**Goal of the exercise:** Write the material out again exactly as it stands.

**Excerpted data:**
————
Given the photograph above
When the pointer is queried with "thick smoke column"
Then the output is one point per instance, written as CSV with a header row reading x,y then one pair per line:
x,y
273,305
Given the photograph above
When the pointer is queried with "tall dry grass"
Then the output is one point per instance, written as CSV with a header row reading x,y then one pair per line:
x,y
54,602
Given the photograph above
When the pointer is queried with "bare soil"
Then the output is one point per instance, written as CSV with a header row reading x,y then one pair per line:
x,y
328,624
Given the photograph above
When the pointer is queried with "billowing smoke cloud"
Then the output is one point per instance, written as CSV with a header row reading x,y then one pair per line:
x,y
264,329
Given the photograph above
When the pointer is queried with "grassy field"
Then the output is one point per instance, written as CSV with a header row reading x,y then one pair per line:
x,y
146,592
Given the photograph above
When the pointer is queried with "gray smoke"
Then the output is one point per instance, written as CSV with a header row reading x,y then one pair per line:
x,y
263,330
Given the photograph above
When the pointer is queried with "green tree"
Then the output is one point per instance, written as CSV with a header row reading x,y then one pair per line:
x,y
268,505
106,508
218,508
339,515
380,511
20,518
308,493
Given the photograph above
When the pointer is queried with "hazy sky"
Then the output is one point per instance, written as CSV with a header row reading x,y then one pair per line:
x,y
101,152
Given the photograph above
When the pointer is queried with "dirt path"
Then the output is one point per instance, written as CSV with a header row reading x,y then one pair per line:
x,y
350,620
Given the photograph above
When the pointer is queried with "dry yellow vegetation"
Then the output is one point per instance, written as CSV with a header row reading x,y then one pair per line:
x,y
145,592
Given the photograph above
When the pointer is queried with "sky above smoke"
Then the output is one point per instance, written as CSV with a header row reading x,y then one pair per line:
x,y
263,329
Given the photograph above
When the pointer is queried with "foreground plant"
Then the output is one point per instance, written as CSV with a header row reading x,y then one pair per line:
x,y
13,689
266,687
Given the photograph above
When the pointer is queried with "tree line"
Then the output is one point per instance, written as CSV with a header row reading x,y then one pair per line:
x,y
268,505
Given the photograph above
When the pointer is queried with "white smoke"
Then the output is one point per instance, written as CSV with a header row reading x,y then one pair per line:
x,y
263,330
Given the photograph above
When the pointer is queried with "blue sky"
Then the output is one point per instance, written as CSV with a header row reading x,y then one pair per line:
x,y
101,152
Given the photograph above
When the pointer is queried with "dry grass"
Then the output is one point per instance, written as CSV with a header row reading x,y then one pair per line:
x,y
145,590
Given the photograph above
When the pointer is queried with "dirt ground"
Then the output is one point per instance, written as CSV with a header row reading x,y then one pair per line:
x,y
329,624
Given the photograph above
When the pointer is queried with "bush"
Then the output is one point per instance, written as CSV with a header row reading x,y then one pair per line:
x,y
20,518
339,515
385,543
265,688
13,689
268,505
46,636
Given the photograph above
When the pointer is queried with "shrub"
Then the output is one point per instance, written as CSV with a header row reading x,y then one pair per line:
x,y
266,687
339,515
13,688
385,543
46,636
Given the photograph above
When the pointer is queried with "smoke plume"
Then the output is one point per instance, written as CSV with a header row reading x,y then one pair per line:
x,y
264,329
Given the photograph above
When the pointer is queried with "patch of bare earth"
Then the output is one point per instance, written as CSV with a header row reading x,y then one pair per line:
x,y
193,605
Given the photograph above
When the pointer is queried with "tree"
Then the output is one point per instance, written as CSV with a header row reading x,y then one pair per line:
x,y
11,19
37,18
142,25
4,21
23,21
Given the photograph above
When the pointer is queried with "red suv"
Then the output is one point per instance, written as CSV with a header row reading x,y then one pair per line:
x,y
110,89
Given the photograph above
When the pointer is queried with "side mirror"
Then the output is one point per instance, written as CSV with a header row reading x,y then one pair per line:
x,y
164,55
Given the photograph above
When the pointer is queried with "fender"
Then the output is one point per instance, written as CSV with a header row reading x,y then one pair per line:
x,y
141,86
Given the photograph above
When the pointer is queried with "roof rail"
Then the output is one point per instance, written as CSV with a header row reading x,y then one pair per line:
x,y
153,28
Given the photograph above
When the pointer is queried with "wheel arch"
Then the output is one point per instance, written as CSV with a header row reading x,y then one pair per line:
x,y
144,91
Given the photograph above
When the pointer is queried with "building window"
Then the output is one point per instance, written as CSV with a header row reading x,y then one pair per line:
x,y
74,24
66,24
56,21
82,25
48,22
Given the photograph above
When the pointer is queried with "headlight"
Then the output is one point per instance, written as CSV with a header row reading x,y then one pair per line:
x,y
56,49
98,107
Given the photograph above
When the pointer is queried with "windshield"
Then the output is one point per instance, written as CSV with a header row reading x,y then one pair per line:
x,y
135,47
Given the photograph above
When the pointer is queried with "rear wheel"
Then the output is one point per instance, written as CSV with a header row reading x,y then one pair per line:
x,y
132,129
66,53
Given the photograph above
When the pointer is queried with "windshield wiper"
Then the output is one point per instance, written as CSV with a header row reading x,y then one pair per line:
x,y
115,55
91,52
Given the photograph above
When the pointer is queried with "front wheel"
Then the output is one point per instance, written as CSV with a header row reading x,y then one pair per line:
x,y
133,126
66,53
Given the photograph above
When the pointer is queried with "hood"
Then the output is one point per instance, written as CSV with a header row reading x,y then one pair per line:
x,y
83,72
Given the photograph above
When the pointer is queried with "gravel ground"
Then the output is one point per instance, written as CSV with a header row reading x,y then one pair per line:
————
**Exercise response:**
Given the photograph above
When the pointer is queried with "thick smoke column"
Then the output is one point per instance, written as CSV with a header row reading x,y then one pair per line:
x,y
273,305
Given the photograph above
When the pointer is queried with "tall dry grass"
Then the output is one point per instance, written as CSV with a header row reading x,y then one pair per line:
x,y
54,602
Given the photograph above
When the pointer is queried with "bare soil"
Then the output is one point per instance, written as CSV with a header row reading x,y then one pair per line:
x,y
328,624
Given the photograph above
When the pointer is queried with "billowing smoke cloud"
Then the output is one point per instance, written as CSV with a header row reading x,y then one pair per line:
x,y
264,329
Given the photograph above
When the pointer is queried with "grassy field"
Then the output is one point per instance, written as CSV with a header row reading x,y then one pair per line:
x,y
146,592
Given the photograph above
When the pointer is queried with "gray smoke"
Then the output is one point per instance, written as CSV with a header row reading x,y then one pair per line:
x,y
263,330
Given the photograph above
When the pointer is queried with "green tree"
Then the output is one point per instance, written as CSV with a header row reading x,y then one pair per line:
x,y
268,505
106,508
218,508
339,515
380,511
20,518
308,493
Given the photograph above
When the pointer is queried with "hazy sky"
Then the output is one point per instance, written as CSV with a header row reading x,y then one pair per line:
x,y
101,152
Given the photograph above
When the pointer is queried with "dirt path"
Then the output is one point per instance, written as CSV with a header row reading x,y then one pair per line:
x,y
350,620
Given the photograph above
When the pointer is queried with "dry yellow vegetation"
Then the output is one point per instance, written as CSV with a header row reading x,y then one pair per line:
x,y
145,592
Given the photograph above
When the pointer is queried with "sky above smoke"
Then the output is one point per instance, written as CSV with a header row reading x,y then one pair per line:
x,y
263,329
Given the photograph above
When the pointer is queried with "foreground plant"
Then the output is one point per instance, written as CSV with a header row reading x,y then one pair per line:
x,y
13,689
266,687
Given the photograph above
When the pointer is queried with "tree line"
Then the output is one point per instance, written as CSV with a header row reading x,y then one pair per line:
x,y
268,505
Given the photograph above
When the pointer is queried with "white smoke"
Then the output is one point per instance, written as CSV with a header row reading x,y then one pair per line:
x,y
263,330
Given the photograph above
When the pointer is queried with "blue sky"
Then the output is one point per instance, written as CSV with a header row reading x,y then one pair per line:
x,y
101,152
Given the photograph above
When the pointer is queried with "dry grass"
Then the output is one point per instance, written as CSV with a header row reading x,y then one pair per line:
x,y
145,590
Given the photograph above
When the pointer is queried with "dirt ground"
Then the output is one point per instance, written as CSV with a header row reading x,y then one pair per line:
x,y
329,624
Given the photograph above
When the pointer is queried with "bush"
Then the output is one point per instance, written as CSV with a header row reading x,y then one pair per line:
x,y
20,518
339,515
385,543
265,688
13,689
268,505
46,636
Given the photograph above
When the pointer is queried with "shrub"
Then the output is one point per instance, written as CSV with a header row reading x,y then one pair per line:
x,y
266,687
339,515
13,688
385,543
46,636
Given the photograph above
When the pointer is queried with "smoke plume"
Then the output is one point per instance, written as CSV with a header row reading x,y then one pair per line:
x,y
264,329
Given the photograph above
When the pointer is queried with "patch of bare earth"
Then the output is one point per instance, written as CSV with a header row reading x,y then one pair per line:
x,y
193,605
Given the photograph above
When the pointer is queried with "tree"
Then the output is one point per instance, written as CSV with a header row reading x,y then one pair per line:
x,y
11,19
37,18
142,25
4,21
23,21
Given the photograph above
When the pointer is queried with "red suv"
Then the output is one point per instance, written as CSV with a header row reading x,y then one pair per line:
x,y
110,89
Given the photograph above
When the pointer is queried with "side mirror"
Then the output is one point per instance, written as CSV with a header row reading x,y then one pair per line:
x,y
164,55
Given the photograph above
When the pointer is queried with "fender"
Then the output is one point per instance, written as CSV with a header row reading x,y then one pair per line:
x,y
141,86
Given the photograph above
When the pointer is queried with "roof rail"
Then the output is one point per instance, written as CSV with a header row reading x,y then one pair per line:
x,y
153,28
Given the photograph above
When the pointer is queried with "wheel arch"
Then the output is one point per instance, written as CSV with a header row reading x,y then one pair per line:
x,y
144,91
Given the photograph above
When the pointer is queried with "building window"
Then the output is one point per instance, written as CSV with a header row reading x,y then one pair per line:
x,y
74,24
66,24
56,21
82,25
48,22
Given the photograph above
When the pointer is queried with "headlight"
Then the output is one point per instance, written as CSV with a header row reading x,y then one pair per line:
x,y
56,49
98,107
Given the photograph above
When the pointer is queried with "windshield"
Then the output is one point per instance, written as CSV with a header row reading x,y then one pair per line:
x,y
135,47
Given the photograph above
When the pointer is queried with "rear wheel"
Then the output is one point per instance, written as CSV with a header row reading x,y then one pair per line:
x,y
132,129
66,53
Given the photograph above
When the pointer is queried with "windshield wiper"
Then the output is one point per instance, written as CSV with a header row reading x,y then one pair per line:
x,y
115,55
91,52
Given the photograph above
When the pointer is queried with "front wheel"
Then the output is one point per instance, written as CSV with a header row reading x,y then one pair per line:
x,y
133,126
66,53
Given the photograph above
When the pointer is queried with "hood"
Then the output is one point per instance, written as CSV with a header row reading x,y then one pair per line:
x,y
83,72
Given the photograph above
When the pointer is queried with "gravel ground"
Then the output is one point per instance, written as CSV with a header row reading x,y then one pair per line:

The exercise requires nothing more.